Exercise requirements ::
Would you retype the listing below word for word, without any of its pictures?

Supplied data ::

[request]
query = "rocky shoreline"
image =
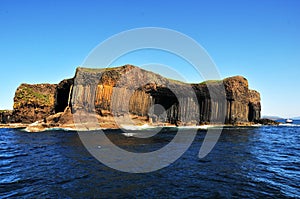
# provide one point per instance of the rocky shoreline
(131, 96)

Response box ::
[request]
query = "rocky shoreline"
image =
# provide one point per instance of the rocky shoreline
(131, 96)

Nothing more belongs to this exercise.